— WHAT YOU WILL DO —
Copy every line of the material below exactly.

— MATERIAL FOR THIS EXERCISE —
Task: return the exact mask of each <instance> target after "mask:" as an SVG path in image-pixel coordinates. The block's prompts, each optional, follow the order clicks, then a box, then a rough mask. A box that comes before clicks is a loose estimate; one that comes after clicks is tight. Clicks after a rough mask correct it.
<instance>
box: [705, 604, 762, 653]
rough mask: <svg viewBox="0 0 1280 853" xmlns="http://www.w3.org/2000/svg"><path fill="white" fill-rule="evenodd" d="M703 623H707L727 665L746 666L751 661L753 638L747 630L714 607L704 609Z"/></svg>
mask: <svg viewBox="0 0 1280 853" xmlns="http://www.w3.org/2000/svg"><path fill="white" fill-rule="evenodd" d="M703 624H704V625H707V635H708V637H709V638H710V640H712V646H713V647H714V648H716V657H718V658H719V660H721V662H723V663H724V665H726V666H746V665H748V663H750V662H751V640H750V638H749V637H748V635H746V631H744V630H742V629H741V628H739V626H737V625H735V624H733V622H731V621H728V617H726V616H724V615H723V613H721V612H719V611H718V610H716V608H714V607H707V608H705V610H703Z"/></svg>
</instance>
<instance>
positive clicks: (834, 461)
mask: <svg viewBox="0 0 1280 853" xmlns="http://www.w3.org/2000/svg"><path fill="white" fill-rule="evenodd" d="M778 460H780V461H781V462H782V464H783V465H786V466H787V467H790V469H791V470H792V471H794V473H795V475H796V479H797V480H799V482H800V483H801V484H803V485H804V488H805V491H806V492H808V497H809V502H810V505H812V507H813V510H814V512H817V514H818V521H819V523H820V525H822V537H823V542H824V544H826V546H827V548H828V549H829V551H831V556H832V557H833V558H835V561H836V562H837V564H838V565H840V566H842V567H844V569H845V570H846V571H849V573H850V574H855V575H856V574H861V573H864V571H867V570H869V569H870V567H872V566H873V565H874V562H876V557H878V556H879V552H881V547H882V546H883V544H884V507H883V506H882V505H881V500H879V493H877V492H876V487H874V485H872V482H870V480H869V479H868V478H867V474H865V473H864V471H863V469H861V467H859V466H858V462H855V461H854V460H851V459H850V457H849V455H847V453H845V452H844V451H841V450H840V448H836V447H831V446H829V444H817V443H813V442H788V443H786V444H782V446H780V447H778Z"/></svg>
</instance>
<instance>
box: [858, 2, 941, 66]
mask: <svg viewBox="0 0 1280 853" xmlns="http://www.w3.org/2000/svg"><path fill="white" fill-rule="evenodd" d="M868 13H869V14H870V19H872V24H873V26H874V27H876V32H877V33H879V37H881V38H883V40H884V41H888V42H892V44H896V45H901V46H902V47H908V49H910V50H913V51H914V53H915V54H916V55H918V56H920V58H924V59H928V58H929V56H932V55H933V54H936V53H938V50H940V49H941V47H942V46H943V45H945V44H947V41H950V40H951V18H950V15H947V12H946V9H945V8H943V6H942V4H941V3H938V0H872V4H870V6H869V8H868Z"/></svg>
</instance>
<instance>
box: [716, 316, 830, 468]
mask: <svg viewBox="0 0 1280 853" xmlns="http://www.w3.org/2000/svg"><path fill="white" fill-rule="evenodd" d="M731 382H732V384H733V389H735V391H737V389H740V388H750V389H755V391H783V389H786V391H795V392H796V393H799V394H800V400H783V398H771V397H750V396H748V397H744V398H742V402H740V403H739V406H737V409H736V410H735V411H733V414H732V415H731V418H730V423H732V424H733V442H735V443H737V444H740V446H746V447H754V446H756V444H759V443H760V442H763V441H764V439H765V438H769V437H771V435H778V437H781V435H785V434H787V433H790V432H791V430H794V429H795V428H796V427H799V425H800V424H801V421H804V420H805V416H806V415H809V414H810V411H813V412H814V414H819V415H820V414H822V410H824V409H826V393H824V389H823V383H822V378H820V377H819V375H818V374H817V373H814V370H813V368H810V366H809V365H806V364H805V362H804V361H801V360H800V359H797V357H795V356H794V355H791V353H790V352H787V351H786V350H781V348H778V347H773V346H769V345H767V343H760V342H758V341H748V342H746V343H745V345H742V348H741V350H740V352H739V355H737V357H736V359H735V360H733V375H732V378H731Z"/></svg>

— OUTPUT FOR THIS EXERCISE —
Task: return the exact mask of each <instance> target after "mask:" as an SVG path in image-pixel coordinates. The block's prompts, each optional, follow the order clicks, then a box, then a rough mask. A box that comes before clicks is a loose estimate; one that comes after clicks is tight. Clicks after a rough mask correct it.
<instance>
box: [705, 604, 762, 653]
rough mask: <svg viewBox="0 0 1280 853" xmlns="http://www.w3.org/2000/svg"><path fill="white" fill-rule="evenodd" d="M703 623H707L727 665L746 666L751 661L753 638L747 630L714 607L704 609Z"/></svg>
mask: <svg viewBox="0 0 1280 853" xmlns="http://www.w3.org/2000/svg"><path fill="white" fill-rule="evenodd" d="M703 624H704V625H707V635H708V637H709V638H710V640H712V646H713V647H714V648H716V657H718V658H719V660H721V662H723V663H724V665H726V666H746V665H748V663H750V662H751V640H750V638H749V637H748V635H746V631H744V630H742V629H741V628H739V626H737V625H735V624H733V622H731V621H728V617H726V616H724V615H723V613H721V612H719V611H718V610H716V608H714V607H707V608H705V610H703Z"/></svg>
</instance>
<instance>
positive clicks: (834, 461)
mask: <svg viewBox="0 0 1280 853" xmlns="http://www.w3.org/2000/svg"><path fill="white" fill-rule="evenodd" d="M778 460H780V461H781V462H782V464H783V465H786V466H787V467H790V469H791V470H792V471H794V473H795V475H796V479H797V480H799V482H800V483H801V484H803V485H804V488H805V491H806V492H808V497H809V502H810V505H812V507H813V510H814V512H817V514H818V521H819V523H820V525H822V537H823V542H824V544H826V546H827V548H828V549H829V551H831V556H832V557H833V558H835V561H836V562H837V564H838V565H840V566H842V567H844V569H845V570H846V571H849V573H850V574H855V575H856V574H861V573H864V571H867V570H869V569H870V567H872V566H873V565H874V562H876V557H878V556H879V552H881V547H882V546H883V544H884V507H883V506H882V505H881V500H879V493H877V492H876V487H874V485H872V482H870V480H869V479H868V478H867V474H865V473H864V471H863V469H861V467H859V466H858V462H855V461H854V460H851V459H850V457H849V455H847V453H845V452H844V451H841V450H840V448H836V447H831V446H829V444H817V443H813V442H788V443H786V444H782V446H780V447H778Z"/></svg>
</instance>
<instance>
box: [858, 2, 941, 66]
mask: <svg viewBox="0 0 1280 853" xmlns="http://www.w3.org/2000/svg"><path fill="white" fill-rule="evenodd" d="M868 13H869V14H870V19H872V24H873V26H874V27H876V32H877V33H879V37H881V38H883V40H884V41H888V42H892V44H896V45H901V46H902V47H908V49H910V50H913V51H914V53H915V54H916V55H918V56H920V58H924V59H928V58H929V56H932V55H933V54H936V53H938V50H940V49H941V47H942V46H943V45H945V44H947V41H950V40H951V18H950V15H947V12H946V9H945V8H943V6H942V4H941V3H938V0H872V4H870V6H869V8H868Z"/></svg>
</instance>
<instance>
box: [716, 316, 830, 468]
mask: <svg viewBox="0 0 1280 853" xmlns="http://www.w3.org/2000/svg"><path fill="white" fill-rule="evenodd" d="M731 382H732V384H733V389H735V391H737V389H740V388H750V389H755V391H783V389H786V391H795V392H796V393H799V394H800V400H783V398H771V397H750V396H748V397H744V398H742V402H740V403H739V406H737V409H736V410H735V411H733V414H732V415H731V418H730V423H732V424H733V442H735V443H737V444H740V446H746V447H754V446H756V444H759V443H760V442H763V441H764V439H765V438H769V437H771V435H778V437H781V435H785V434H787V433H790V432H791V430H794V429H795V428H796V427H799V425H800V424H801V421H804V420H805V416H806V415H809V414H810V411H813V412H814V414H819V415H820V414H822V410H824V409H826V393H824V389H823V383H822V378H820V377H819V375H818V374H817V373H814V370H813V368H810V366H809V365H806V364H805V362H804V361H801V360H800V359H797V357H795V356H794V355H791V353H790V352H787V351H786V350H781V348H778V347H773V346H769V345H767V343H760V342H758V341H748V342H746V343H745V345H742V348H741V350H740V352H739V355H737V357H736V359H735V360H733V375H732V378H731Z"/></svg>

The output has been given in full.